◆ TASK REQUIREMENTS: Identify each line in the records below that contains the string "wall", and copy every such line in full.

◆ SUPPLIED INFORMATION:
────

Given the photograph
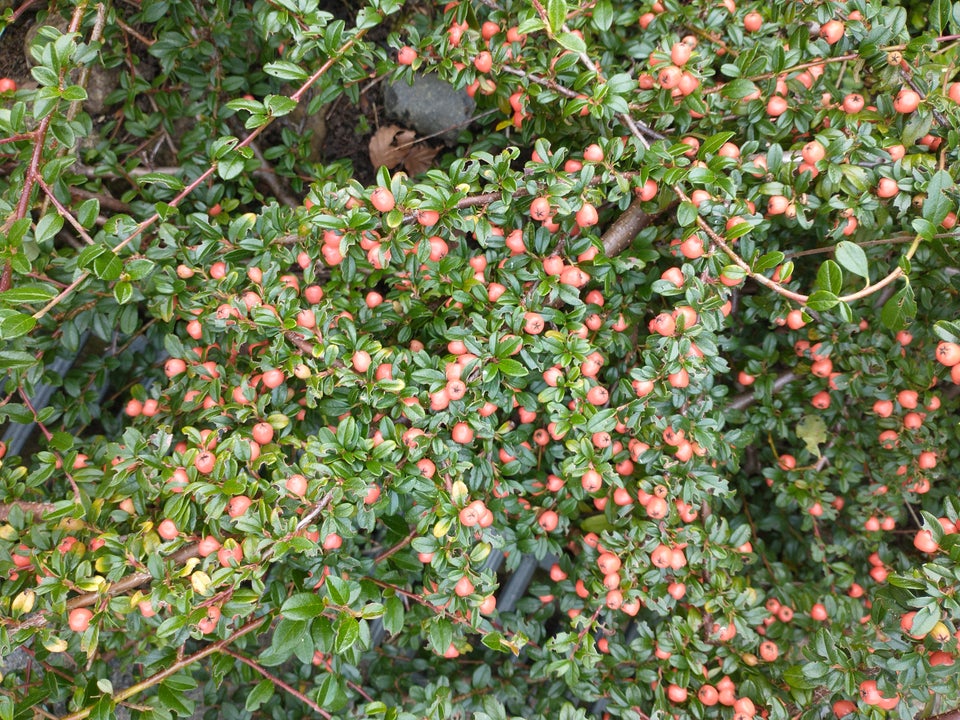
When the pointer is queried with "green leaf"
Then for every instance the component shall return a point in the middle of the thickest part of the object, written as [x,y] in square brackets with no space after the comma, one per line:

────

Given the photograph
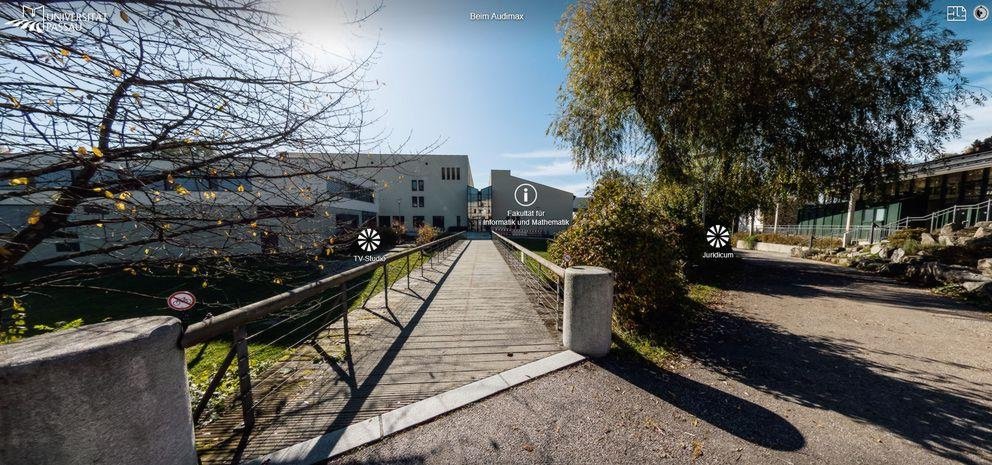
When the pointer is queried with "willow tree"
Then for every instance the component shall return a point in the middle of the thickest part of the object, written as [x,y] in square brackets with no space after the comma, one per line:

────

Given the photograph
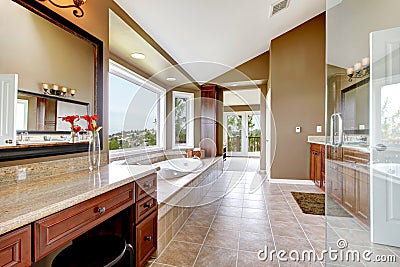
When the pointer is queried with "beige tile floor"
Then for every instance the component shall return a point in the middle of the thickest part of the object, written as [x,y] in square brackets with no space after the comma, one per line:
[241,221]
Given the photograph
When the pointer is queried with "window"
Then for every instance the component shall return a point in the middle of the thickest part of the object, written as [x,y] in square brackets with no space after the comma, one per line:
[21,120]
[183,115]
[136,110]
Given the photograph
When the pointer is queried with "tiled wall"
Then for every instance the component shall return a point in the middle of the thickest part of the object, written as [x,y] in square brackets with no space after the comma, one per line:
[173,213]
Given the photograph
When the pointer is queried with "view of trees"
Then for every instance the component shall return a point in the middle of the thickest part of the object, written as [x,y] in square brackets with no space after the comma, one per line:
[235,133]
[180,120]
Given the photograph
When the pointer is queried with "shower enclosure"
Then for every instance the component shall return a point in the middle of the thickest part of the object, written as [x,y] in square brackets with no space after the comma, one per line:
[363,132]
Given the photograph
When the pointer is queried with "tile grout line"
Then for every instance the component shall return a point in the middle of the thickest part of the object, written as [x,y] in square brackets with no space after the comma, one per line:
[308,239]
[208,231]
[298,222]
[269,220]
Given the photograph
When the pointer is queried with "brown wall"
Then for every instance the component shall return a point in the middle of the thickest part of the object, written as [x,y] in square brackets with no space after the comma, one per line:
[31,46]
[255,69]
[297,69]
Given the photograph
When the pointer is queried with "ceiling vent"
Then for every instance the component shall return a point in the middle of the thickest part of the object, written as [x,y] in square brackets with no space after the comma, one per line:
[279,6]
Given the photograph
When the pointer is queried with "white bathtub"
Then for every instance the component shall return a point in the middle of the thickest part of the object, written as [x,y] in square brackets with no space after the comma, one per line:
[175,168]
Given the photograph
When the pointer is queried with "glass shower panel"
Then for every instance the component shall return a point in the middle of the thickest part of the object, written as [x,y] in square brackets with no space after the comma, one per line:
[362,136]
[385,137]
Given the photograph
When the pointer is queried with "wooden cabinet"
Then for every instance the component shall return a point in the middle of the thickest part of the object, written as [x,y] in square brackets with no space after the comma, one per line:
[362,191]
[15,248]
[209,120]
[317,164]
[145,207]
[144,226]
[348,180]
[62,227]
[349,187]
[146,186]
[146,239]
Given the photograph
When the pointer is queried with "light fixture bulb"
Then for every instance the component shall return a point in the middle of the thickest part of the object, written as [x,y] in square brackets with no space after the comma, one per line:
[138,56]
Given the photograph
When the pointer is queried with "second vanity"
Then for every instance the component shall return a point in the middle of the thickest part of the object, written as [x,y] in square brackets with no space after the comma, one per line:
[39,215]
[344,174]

────

◆ RESULT BELOW:
When the pointer is queried with "tiled wall"
When the pointer is queried with "brown wall"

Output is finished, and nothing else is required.